=== PROBLEM STATEMENT ===
Return the listing word for word, as given.

━━━ RAW RECORDS ━━━

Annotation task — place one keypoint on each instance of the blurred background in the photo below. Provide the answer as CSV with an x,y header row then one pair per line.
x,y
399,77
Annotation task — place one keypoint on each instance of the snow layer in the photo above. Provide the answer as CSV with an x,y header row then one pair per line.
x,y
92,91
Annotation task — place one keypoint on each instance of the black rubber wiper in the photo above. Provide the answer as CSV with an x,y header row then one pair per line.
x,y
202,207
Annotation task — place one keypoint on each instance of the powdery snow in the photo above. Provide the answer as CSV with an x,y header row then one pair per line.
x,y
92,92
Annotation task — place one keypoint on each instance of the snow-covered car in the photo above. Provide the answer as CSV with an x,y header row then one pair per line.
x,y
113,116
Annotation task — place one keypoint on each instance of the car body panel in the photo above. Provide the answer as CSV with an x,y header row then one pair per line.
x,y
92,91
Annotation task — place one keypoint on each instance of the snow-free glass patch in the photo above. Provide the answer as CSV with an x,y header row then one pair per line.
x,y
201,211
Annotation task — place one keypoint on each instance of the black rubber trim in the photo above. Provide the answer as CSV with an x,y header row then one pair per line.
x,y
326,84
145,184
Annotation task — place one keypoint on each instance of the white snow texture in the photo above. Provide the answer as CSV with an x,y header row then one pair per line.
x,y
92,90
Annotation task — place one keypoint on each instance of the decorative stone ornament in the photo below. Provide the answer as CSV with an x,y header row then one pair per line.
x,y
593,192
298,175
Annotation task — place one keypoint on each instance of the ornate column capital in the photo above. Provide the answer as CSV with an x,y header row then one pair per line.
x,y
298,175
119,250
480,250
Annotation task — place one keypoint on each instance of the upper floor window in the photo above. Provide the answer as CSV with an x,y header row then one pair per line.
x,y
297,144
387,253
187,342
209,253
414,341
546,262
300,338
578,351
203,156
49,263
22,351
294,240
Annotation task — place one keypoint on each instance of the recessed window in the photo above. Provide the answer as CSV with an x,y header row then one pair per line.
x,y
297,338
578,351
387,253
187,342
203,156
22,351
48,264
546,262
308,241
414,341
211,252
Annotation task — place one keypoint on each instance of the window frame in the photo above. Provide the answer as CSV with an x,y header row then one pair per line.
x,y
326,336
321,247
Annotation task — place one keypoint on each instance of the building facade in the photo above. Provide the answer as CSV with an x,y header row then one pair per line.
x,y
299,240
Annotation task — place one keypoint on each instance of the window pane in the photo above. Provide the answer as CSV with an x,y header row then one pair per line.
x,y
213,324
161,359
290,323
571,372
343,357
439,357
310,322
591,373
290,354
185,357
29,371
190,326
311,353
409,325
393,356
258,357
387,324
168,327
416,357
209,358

━━━

=== SOLUTION ===
Annotation task — place one keypoint on each instance of the blurred background in the photo below. Provide the answer as CSV with an x,y header row then one pair per line.
x,y
399,77
Annotation task — place one keypoint on each instance of the snow layer in the photo above. Provide the answer as CSV with an x,y header row then one pair per line.
x,y
92,91
Annotation task — place one keypoint on each instance of the black rubber wiper in the photo above. Provide the answer as CSV with an x,y header row then one pair per line.
x,y
202,207
Annotation task — place one keypoint on each instance of the powdery snow in the photo above. Provide the answer as CSV with an x,y header row then one pair per line.
x,y
92,92
Annotation task — place one keypoint on each instance of the snow-covered car in the photo above. Provide the answer as CSV with an x,y header row then one pair per line.
x,y
113,116
Annotation task — place one keypoint on each instance of the car body panel in the photo above. Provide the answer as CSV with an x,y header row then one pair per line.
x,y
92,91
Annotation task — place one keypoint on each instance of the snow-free glass patch in the photo above. Provide the answer as CSV with an x,y header row then one pair per line.
x,y
201,211
Annotation task — place one keypoint on each instance of the black rubber trim in the photo above. Provide the answer as CSV with an x,y header row then one pair per line.
x,y
326,84
145,184
Annotation task — place one keypoint on each instance of the white snow texture in the photo above. Provide the answer as CSV with an x,y header row then one pair per line.
x,y
92,90
Annotation task — place one keypoint on each instance of the decorative stone ornament in the photo below. Provide the answer as CSV with an x,y header row then one pair per line.
x,y
593,192
298,175
Annotation task — place one keypoint on each instance of the ornate column capital in the photo above. Provide the answer as CSV with an x,y header row then one pair per line.
x,y
298,175
119,250
480,250
Annotation task — place one keypoint on each instance of the upper floor window in the photo above. Provide the answer as CSV with an x,y header row then one pair per line.
x,y
297,144
387,253
187,342
209,253
414,341
546,262
300,338
578,351
203,156
49,263
22,351
294,240
Annotation task — place one keypoint on each instance of the recessed window in the photo above. Provide the answer as CSV with an x,y header row then one pair per line.
x,y
297,338
578,351
387,253
187,342
203,156
22,351
48,264
546,262
308,241
414,341
211,252
Annotation task — place one keypoint on each instance of the window frame in the photo above. Provide the answer as CSV with an x,y header row then one pair per line.
x,y
326,336
321,247
Annotation task — place one keypoint on each instance of the building facade in the photo above. Provide the answer as CSV with an x,y header row then one pair per line.
x,y
299,240
Annotation task — place one keypoint on each instance of the window pane in the photo above. Provide the answer as CSV with an x,y header row then one pair per line.
x,y
213,324
161,359
290,323
571,372
343,357
439,357
310,322
591,373
290,354
185,357
29,371
190,326
311,353
409,325
393,356
258,357
387,324
168,327
416,357
209,358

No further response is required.